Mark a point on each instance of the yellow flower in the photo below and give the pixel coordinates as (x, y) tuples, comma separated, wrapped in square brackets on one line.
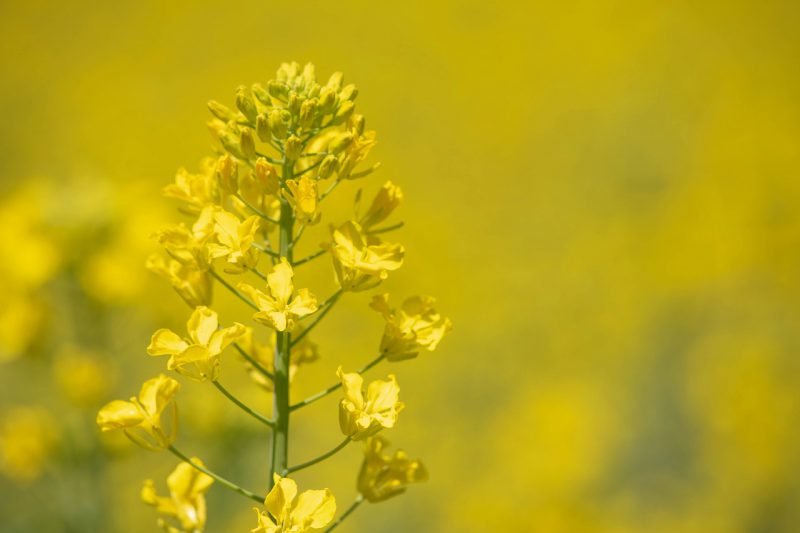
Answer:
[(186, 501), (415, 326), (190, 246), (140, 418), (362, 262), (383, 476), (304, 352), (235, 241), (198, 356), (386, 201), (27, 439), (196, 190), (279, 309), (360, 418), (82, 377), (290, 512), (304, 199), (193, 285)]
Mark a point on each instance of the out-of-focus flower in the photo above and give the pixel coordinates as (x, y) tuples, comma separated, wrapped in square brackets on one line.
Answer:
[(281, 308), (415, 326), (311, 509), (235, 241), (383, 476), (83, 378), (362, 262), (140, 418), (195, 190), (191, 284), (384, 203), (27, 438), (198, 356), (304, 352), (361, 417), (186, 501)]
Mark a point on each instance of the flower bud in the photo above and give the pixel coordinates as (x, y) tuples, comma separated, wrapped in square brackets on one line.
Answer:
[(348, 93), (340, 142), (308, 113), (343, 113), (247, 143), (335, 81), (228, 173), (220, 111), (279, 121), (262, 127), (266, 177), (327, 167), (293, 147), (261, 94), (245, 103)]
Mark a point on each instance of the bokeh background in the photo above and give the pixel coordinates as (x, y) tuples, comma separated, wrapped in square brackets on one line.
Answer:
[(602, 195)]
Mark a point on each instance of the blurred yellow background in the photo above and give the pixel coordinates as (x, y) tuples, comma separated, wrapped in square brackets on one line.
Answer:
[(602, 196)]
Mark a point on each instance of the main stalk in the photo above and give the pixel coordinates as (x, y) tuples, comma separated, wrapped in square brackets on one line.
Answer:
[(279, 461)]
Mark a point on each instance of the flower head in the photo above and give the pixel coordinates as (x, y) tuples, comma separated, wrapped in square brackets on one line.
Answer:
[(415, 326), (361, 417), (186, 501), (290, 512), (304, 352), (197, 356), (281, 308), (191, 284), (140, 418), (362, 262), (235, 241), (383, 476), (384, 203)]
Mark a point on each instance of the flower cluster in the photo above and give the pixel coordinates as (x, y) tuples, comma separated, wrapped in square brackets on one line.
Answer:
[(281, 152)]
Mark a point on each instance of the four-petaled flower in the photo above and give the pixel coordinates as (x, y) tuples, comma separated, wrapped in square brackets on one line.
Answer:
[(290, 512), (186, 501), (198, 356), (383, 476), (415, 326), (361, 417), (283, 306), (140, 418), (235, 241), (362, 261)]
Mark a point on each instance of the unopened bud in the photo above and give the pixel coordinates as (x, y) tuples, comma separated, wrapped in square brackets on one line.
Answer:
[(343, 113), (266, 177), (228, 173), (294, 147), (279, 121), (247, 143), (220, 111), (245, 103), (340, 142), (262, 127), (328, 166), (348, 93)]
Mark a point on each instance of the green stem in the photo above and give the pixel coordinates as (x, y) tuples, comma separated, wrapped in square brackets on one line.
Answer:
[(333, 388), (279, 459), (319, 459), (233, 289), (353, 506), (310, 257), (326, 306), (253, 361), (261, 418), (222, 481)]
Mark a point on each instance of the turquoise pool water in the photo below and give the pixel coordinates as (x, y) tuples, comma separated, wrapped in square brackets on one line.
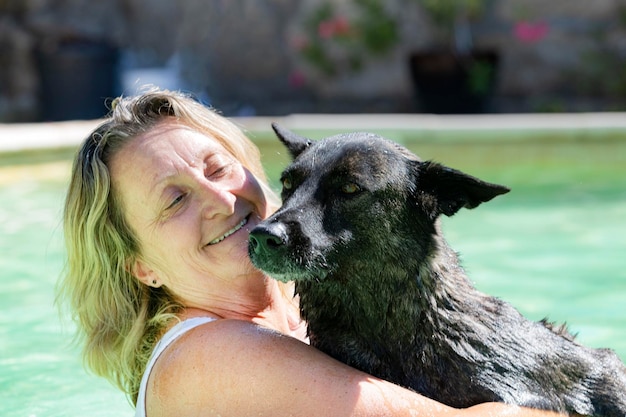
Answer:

---------------

_PROBLEM STATEMENT_: Please rewrite all of the records above as a numbered list with one item per line, omitting blank lines and leaving out the pictures.

_TASK RESPONSE_:
1. Mark a point on each instance of the yellow flower in the photo below and give the pixel coordinates as (x, y) tuples, comma separated, wrapped in square brackets on one line.
2. Answer:
3. [(186, 501), (415, 326), (190, 246), (140, 418), (362, 262), (383, 476), (304, 352), (235, 241), (198, 356), (386, 201), (27, 439), (196, 190), (279, 309), (360, 418), (82, 377), (290, 512), (304, 199), (193, 285)]
4. Mark a point on each instance of the out-of-focus flower in the photo above and give the pixel coordinates as (x, y) tuples, comma separated, wrapped in square brackets on one line.
5. Answer:
6. [(281, 308), (415, 326), (311, 509), (235, 241), (383, 476), (83, 378), (362, 262), (140, 418), (195, 190), (191, 284), (384, 203), (27, 438), (198, 356), (304, 352), (361, 417), (186, 501)]
7. Mark a point on each instance of the flower bud in the photo above and give the pixel coordinates as (x, y) tuples, comma separated, wrapped in square brackets on one line.
8. Answer:
9. [(348, 93), (340, 142), (308, 113), (343, 113), (247, 143), (335, 81), (228, 173), (220, 111), (279, 121), (262, 127), (266, 177), (327, 167), (293, 147), (261, 94), (245, 103)]
10. Mark a point on each instance of the bokeh background in the photo above and give the pixel coordinates as (x, y) tuples, comma separated, wrapped in square brackets on one line.
11. Answer:
12. [(602, 195)]
13. Mark a point on each instance of the blurred yellow background in the photo above and give the pixel coordinates as (x, y) tuples, comma separated, wrapped in square brackets on one line.
14. Answer:
15. [(602, 196)]
16. Mark a point on each instance of the main stalk in the photo above and give the pixel coordinates as (x, y) tuples, comma separated, wrapped in square brackets on one line.
17. Answer:
18. [(279, 461)]
19. Mark a point on each instance of the flower head in the photo above and give the pixel coordinates as (x, y) tuples, comma separated, wrapped in square brackets on one line.
20. Answer:
21. [(415, 326), (361, 417), (186, 501), (290, 512), (304, 352), (197, 356), (281, 308), (191, 284), (140, 418), (362, 262), (235, 241), (383, 476), (384, 203)]
22. Mark a point on each instance of the flower cluster in the photo above and give the pixel coordinates as (x, y) tuples, comma separated, wrapped in square brackets on one line.
23. Answer:
24. [(281, 152)]
25. Mark a point on each instance of the four-petaled flower in the photo above and give the pixel coordinates as (x, y) tuples, comma separated, wrapped in square brackets on one line.
26. Answer:
27. [(290, 512), (186, 501), (198, 356), (383, 476), (415, 326), (361, 417), (283, 306), (140, 418), (235, 241), (362, 261)]
28. Mark a point on each instance of the unopened bud in the photo above and give the pixel coordinates as (x, y) tuples, comma separated, wrapped in square brackets on one line.
29. Answer:
30. [(343, 113), (266, 177), (228, 173), (294, 147), (279, 121), (247, 143), (220, 111), (245, 103), (340, 142), (262, 127), (328, 166), (348, 93)]
31. Mark a point on each instance of the green stem in the photo above and give the pixel coordinates as (x, y) tuples, comma separated, wrapped in square brackets on one line.
32. Answer:
33. [(333, 388), (279, 459), (319, 459), (233, 289), (353, 506), (310, 257), (326, 306), (253, 361), (261, 418), (222, 481)]
34. Mark a point on each instance of the turquoise pool water in the photo below and give the pixel coordinates as (x, y) tuples, comma separated, wrapped in square brackets on one line.
35. Answer:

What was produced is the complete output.